Collected data:
==================================================
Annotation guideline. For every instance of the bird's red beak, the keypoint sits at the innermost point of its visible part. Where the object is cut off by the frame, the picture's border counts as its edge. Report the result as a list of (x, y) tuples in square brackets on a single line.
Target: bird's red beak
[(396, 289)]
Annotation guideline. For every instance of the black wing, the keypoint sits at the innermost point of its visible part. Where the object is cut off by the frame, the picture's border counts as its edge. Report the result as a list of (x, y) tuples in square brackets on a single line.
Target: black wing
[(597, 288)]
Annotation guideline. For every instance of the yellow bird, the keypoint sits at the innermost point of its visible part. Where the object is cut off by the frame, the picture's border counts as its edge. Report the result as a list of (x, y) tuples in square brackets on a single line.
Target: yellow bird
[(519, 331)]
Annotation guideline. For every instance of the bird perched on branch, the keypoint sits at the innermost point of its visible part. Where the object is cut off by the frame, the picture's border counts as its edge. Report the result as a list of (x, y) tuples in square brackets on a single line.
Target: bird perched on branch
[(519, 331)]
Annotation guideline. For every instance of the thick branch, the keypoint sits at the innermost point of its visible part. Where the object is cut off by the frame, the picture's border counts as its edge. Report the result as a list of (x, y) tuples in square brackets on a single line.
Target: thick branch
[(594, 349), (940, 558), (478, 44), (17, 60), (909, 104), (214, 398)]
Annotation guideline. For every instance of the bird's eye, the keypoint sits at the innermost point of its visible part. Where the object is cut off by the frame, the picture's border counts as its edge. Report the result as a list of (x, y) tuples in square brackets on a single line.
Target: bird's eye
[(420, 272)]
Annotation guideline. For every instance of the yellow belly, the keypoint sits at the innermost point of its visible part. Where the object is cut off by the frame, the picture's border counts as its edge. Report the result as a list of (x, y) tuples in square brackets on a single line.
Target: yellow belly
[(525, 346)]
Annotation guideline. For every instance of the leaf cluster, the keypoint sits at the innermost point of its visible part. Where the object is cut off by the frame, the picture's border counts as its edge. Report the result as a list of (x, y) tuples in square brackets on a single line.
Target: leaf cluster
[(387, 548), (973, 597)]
==================================================
WORK TO BE COMPLETED: Convert the listing above into a two-column CSV with the header columns "request" and "answer", one row per entry. Place each entry's full text and its answer in separate double-quoted fields, with line breaks replaced by spaces.

THE SOLUTION:
request,answer
"Annotation guideline. For every instance of the bird's red beak, the keypoint sits at the innermost point of its visible part. Where the object is cut off by the frame, the picture's border counts as its edge. Report the result as a list of (x, y) tuples in square brackets on a single line. Target: bird's red beak","[(396, 289)]"
"Annotation guideline. For every instance of the black wing, the keypoint sits at the innermost point of its visible part. Where the object is cut off by the frame, the picture's border counts as its edge. Report the result as a list of (x, y) tuples in square brackets on a single line. Target: black wing","[(597, 288)]"
"Annotation guideline. For every instance of the yellow bird, the keypoint sits at the innermost point of its visible part. Where the object is cut off by the frame, the picture's border counts as its edge. Report the result as a list of (x, y) tuples in square brackets on a single line. Target: yellow bird","[(519, 331)]"
"Annotation guideline. For every instance of the bird perched on branch, the keypoint sits at the innermost point of its visible part. Where the object is cut off by the frame, the picture's border counts as its edge. Report the result as a list of (x, y) tuples in square brackets on a single line. Target: bird perched on branch","[(519, 331)]"
"Annotation guideline. For every instance of the thick branch, the keypoint sits at the innermost point of its visible part. Where the object is cut off by the frame, the picture's border counts as its edge. Report the result as a list of (x, y) tuples in square brackets on a single line. Target: thick branch","[(594, 349), (940, 558), (478, 44), (17, 60), (909, 104), (214, 398)]"
"Annotation guideline. For every instance of the bird's eye, the keypoint sits at the innermost point of its visible part. Where the object is cut off by the frame, the picture's border counts as its edge. Report the result as a list of (x, y) tuples in square brackets on a single line. Target: bird's eye","[(420, 272)]"
"Annotation guideline. For every instance of the yellow belly, the keypoint sits at the innermost point of its visible part. Where the object is cut off by the frame, the picture's border counts as its edge. Report the result as a list of (x, y) tuples in square brackets on a single line. Target: yellow belly","[(525, 346)]"
"Annotation guideline. For every instance of the leaf cluster, the keypoint sits at the innermost point of its visible part. Where the object is cut off by the frame, the picture's border counts as its edge. Report the result as a list of (x, y) tuples in square brackets on a single line. Target: leaf cluster","[(387, 548), (973, 597)]"